### EXERCISE REQUIREMENTS
Every line from the one with "# test: locate points for every instance of the window" to the end of the data needs to be copied exactly, and no line before it.

### PROVIDED DATA
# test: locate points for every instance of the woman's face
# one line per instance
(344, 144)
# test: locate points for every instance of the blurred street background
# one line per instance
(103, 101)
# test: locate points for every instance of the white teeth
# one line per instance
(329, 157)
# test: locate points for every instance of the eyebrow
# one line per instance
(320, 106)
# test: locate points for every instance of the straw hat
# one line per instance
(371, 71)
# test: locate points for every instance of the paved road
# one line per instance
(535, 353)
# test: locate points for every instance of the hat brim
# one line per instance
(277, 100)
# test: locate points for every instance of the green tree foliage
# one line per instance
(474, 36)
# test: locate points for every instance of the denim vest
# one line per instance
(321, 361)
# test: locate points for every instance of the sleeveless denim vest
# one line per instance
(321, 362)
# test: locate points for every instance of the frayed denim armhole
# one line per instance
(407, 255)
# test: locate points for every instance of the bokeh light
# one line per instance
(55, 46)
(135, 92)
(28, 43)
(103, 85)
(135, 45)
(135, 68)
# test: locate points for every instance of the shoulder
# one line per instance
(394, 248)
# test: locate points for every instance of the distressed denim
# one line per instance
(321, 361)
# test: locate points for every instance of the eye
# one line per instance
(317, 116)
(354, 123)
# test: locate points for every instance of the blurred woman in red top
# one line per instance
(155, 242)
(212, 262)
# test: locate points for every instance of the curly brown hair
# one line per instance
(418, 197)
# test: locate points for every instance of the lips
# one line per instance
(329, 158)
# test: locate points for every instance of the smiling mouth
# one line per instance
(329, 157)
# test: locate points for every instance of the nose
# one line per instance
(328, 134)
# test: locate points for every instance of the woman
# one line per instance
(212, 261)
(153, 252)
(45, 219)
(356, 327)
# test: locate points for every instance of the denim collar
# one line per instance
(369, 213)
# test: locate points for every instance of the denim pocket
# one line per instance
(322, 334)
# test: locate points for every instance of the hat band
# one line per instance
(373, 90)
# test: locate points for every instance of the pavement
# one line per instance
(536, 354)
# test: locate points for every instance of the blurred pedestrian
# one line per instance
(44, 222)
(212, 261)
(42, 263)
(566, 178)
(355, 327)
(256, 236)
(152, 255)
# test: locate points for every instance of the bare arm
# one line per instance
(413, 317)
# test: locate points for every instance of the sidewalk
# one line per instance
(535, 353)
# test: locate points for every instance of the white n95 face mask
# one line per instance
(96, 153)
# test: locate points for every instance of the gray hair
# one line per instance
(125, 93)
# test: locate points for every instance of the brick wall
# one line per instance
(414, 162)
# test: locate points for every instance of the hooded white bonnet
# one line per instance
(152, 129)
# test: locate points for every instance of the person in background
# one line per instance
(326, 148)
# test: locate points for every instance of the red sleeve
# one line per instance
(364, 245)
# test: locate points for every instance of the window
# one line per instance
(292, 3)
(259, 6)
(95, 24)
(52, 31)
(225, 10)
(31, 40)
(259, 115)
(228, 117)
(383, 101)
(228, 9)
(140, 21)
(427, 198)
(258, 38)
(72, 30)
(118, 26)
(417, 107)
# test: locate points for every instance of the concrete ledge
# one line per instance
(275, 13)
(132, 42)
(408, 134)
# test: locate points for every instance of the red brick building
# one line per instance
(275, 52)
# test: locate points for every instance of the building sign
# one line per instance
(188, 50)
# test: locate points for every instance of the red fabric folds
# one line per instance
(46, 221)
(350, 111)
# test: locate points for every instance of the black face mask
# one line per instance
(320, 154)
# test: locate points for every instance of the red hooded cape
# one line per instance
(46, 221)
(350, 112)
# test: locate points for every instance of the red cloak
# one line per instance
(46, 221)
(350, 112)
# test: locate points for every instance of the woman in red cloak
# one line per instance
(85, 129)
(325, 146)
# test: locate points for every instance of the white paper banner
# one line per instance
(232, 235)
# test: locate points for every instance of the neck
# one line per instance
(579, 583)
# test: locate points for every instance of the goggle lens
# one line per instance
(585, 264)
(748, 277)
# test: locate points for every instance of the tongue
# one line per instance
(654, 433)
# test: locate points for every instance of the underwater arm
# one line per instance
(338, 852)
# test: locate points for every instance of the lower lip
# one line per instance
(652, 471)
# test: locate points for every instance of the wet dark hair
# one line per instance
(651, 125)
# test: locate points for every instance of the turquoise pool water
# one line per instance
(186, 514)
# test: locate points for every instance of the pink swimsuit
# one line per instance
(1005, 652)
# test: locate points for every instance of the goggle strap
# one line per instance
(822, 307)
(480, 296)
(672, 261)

### RESULT FOR THIS TASK
# test: locate points for every instance of the window
# one line per instance
(292, 3)
(259, 6)
(95, 24)
(52, 31)
(225, 10)
(31, 40)
(259, 115)
(228, 117)
(383, 101)
(228, 9)
(140, 21)
(427, 198)
(258, 38)
(72, 30)
(118, 26)
(417, 107)
# test: locate points for every instance of the concrete ledge
# one line per instance
(275, 13)
(132, 42)
(408, 134)
# test: locate points for every instance of the red brick building
# one line per instance
(275, 52)
# test: locate points for every instance of the building sign
# one line per instance
(188, 50)
# test: locate points for every instance of the red fabric folds
# one line per instance
(46, 221)
(350, 111)
# test: locate points for every instance of the black face mask
# one line per instance
(320, 154)
# test: locate points for every instance of the red hooded cape
# one line per instance
(46, 221)
(350, 112)
# test: locate points for every instance of the red cloak
# one line per instance
(46, 221)
(350, 112)
# test: locate points for every instance of the woman in red cloak
# one line per instance
(85, 129)
(325, 146)
# test: locate points for every instance of the white paper banner
# one line per instance
(232, 235)
# test: locate points for every instance of the neck
# one line per instance
(579, 583)
# test: locate points for every instance of the goggle lens
# one line per instance
(585, 264)
(748, 277)
# test: locate points for every instance of the tongue
# one line per instance
(654, 433)
# test: locate points for every instance of the underwater arm
# one line per instance
(338, 852)
# test: locate points for every instance of the lower lip
# one line per instance
(652, 471)
# test: locate points for every instance of the wet dark hair
# one line per instance
(651, 125)
# test: locate points for every instance of the turquoise pool water
# one line per instance
(186, 514)
# test: locate points for every instance of the pink swimsuit
# one line per instance
(1005, 652)
# test: locate points for every instance of the goggle strap
# one line per instance
(822, 307)
(480, 296)
(672, 261)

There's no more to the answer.